*** Opening of Excerpt ***

An autophagosome is a spherical structure with double layer membranes. It is the key structure in macroautophagy, the intracellular degradation system for cytoplasmic contents (e.g., abnormal intracellular proteins, excess or damaged organelles, invading microorganisms). After formation, autophagosomes deliver cytoplasmic components to the lysosomes. The outer membrane of an autophagosome fuses with a lysosome to form an autolysosome. The lysosome's hydrolases degrade the autophagosome-delivered contents and its inner membrane.

The formation of autophagosomes is regulated by genes that are well-conserved from yeast to higher eukaryotes. The nomenclature of these genes has differed from paper to paper, but it has been simplified in recent years. The gene families formerly known as APG, AUT, CVT, GSA, PAZ, and PDD are now unified as the ATG (AuTophaGy related) family.

The size of autophagosomes vary  between mammals and yeast. Yeast autophagosomes are about 500-900 nm, while mammalian autophagosomes are larger (500-1500 nm). In some examples of cells, like embryonic stem cells, embryonic fibroblasts, and hepatocytes, autophagosomes are visible with light microscopy and can be seen as ring-shaped structures.

Autophagosome formation 

The initial step of autophagosome formation of an omegasome on the endoplasmic reticulum, followed by of elongation of structures called phagophores.

*** Close of Excerpt ***
*** Opening of Source material ***

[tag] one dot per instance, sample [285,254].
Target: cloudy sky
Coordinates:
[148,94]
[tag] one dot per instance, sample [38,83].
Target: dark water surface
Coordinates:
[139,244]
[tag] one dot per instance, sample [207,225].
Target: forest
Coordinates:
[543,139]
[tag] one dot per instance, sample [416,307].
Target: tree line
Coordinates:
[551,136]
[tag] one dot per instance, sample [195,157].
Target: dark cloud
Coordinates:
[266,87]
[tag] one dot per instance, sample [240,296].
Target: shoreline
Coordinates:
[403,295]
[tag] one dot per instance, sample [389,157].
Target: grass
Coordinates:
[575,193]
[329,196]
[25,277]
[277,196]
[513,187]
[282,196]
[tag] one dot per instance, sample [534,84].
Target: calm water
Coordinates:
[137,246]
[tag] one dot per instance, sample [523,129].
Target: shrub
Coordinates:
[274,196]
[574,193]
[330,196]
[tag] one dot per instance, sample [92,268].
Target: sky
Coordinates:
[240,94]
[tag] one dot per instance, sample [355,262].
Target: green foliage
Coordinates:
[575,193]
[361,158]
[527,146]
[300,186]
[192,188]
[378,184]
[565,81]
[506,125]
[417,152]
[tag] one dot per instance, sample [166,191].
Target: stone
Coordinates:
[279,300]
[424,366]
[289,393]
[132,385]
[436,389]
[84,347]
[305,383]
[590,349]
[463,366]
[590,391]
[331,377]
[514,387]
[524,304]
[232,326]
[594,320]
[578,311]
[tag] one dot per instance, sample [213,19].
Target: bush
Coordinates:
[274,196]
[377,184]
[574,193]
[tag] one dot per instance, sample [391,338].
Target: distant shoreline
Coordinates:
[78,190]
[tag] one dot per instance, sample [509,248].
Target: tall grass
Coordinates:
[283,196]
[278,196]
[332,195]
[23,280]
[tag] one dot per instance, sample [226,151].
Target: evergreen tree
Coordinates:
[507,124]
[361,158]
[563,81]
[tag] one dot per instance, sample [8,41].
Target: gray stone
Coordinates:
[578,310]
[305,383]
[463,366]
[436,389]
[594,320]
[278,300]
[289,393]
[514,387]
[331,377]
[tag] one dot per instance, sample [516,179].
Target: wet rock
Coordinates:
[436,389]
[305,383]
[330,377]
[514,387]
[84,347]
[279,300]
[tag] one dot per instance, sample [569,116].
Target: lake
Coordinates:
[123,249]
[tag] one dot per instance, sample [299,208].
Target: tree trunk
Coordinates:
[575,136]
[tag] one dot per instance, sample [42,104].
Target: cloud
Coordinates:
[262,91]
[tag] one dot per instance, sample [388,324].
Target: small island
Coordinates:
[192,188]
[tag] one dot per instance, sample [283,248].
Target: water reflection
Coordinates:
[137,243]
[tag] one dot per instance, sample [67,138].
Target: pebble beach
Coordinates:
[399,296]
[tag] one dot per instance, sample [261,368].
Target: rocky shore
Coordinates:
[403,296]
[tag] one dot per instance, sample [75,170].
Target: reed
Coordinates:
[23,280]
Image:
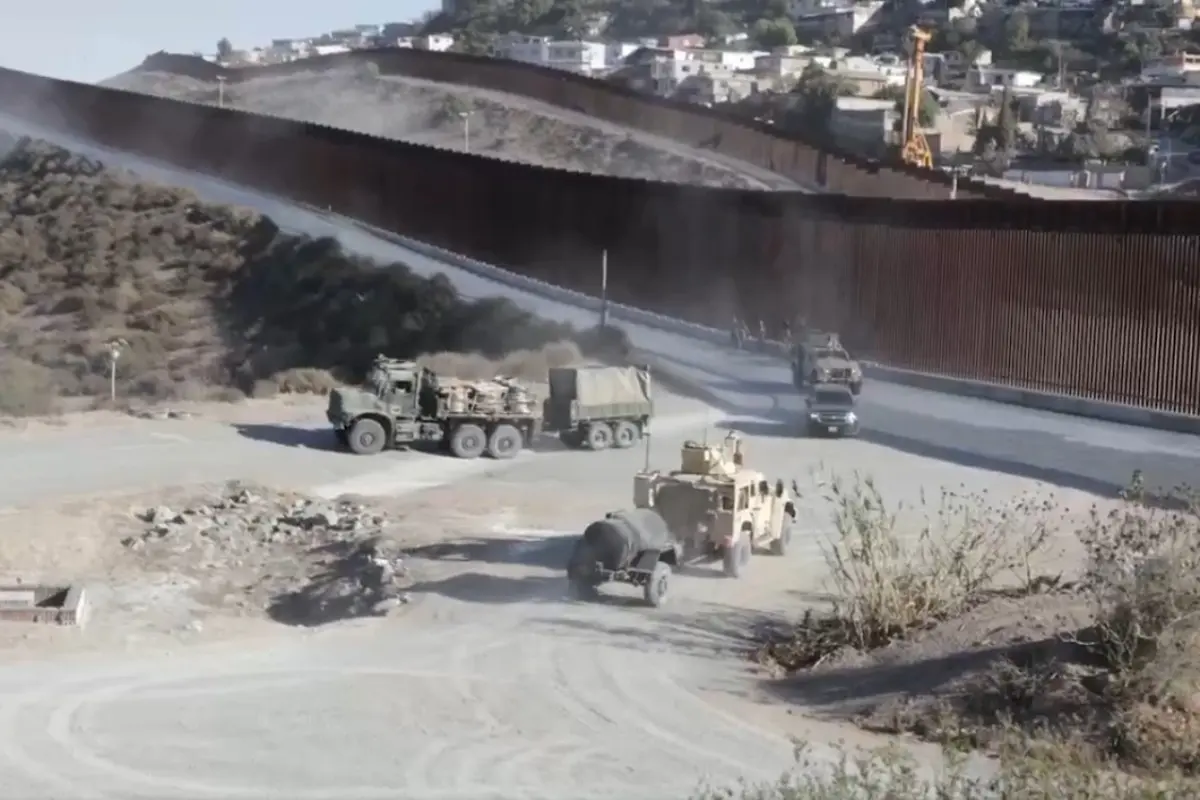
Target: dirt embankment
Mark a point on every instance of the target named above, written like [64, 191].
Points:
[499, 126]
[203, 299]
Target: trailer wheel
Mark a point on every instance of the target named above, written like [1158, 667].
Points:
[599, 435]
[625, 434]
[504, 443]
[737, 557]
[468, 441]
[366, 437]
[658, 585]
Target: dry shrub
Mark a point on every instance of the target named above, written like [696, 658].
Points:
[889, 573]
[1024, 771]
[527, 365]
[304, 382]
[209, 295]
[27, 389]
[1144, 582]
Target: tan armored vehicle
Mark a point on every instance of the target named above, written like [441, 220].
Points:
[821, 359]
[403, 404]
[717, 507]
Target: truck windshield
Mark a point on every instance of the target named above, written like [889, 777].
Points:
[834, 398]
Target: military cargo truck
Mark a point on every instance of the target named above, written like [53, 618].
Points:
[599, 407]
[402, 403]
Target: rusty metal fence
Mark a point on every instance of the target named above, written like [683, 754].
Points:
[1091, 299]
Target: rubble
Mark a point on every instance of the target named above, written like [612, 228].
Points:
[315, 559]
[243, 518]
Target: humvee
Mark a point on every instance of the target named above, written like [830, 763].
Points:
[403, 403]
[717, 507]
[821, 359]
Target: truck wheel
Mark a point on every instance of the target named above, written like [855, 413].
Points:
[737, 557]
[625, 434]
[366, 437]
[468, 441]
[599, 435]
[780, 546]
[504, 443]
[658, 585]
[581, 589]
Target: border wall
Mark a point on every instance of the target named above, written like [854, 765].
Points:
[1095, 299]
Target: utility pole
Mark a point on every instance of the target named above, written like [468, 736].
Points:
[604, 289]
[466, 130]
[114, 353]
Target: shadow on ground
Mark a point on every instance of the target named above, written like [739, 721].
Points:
[551, 551]
[852, 691]
[703, 630]
[291, 435]
[352, 582]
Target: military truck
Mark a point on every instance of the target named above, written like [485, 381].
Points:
[821, 359]
[717, 507]
[402, 403]
[599, 407]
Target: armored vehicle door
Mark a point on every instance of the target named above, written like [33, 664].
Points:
[402, 394]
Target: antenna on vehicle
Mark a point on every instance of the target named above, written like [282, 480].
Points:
[647, 437]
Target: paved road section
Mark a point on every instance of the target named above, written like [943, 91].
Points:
[1069, 451]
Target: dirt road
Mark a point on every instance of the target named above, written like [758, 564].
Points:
[489, 684]
[501, 126]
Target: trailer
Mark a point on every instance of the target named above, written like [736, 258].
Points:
[599, 407]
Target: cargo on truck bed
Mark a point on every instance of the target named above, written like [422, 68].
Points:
[599, 407]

*** Close of Source material ***

▶ **Apply what you read**
#1 Render this sentence from the autophagosome text into Spanish: "The outer membrane of an autophagosome fuses with a lysosome to form an autolysosome."
#2 Name every gene family that the autophagosome text says was formerly known under a separate name before being unified as the ATG family.
#3 Write the next part of the autophagosome text, picking up after its final sentence.
The records are not required for any of the work that follows.

▶ **Answers for this exercise**
#1 La membrana externa de un autofagosoma se fusiona con un lisosoma para formar un autolisosoma.

#2 APG, AUT, CVT, GSA, PAZ, PDD

#3
The formation of autophagosomes is controlled by Atg genes through Atg12-Atg5 and LC3 complexes. The conjugate of Atg12-Atg5 also interacts with Atg16 to form larger complexes. Modification of Atg5 by Atg12 is essential for the elongation of the initial membrane.

After the formation of the spherical structure, the complex of ATG12-ATG5:ATG16L1 dissociates from the autophagosome. LC3 is cleaved by ATG4 protease to generate cytosolic LC3. LC3 cleavage is required for the terminal fusion of an autophagosome with its target membrane. LC3 is commonly used as a marker of autophagosomes in immunocytochemistry, because it is the essential part of the vesicle and stays associated until the last moment before its fusion. At first, autophagosomes fuse with endosomes or endosome-derived vesicles. These structures are then called amphisomes or intermediate autophagic vacuoles.   Nonetheless, these structures contain endocytic markers even small lysosomal proteins such as cathepsin D.

The process is similar in yeast, however the gene names differ. For example, LC3 in mammals is Atg8 in yeast and autophagosomes are generated from Pre-Autophagosomal Structure (PAS) which is distinct from the precursor structures in mammalian cells. The pre-autophagosomal structure in yeast is described as a complex localized near the vacuole. However the significance of this localization is not known. Mature yeast autophagosomes fuse directly with vacuoles or lysosomes and do not form amphisomes as in mammals.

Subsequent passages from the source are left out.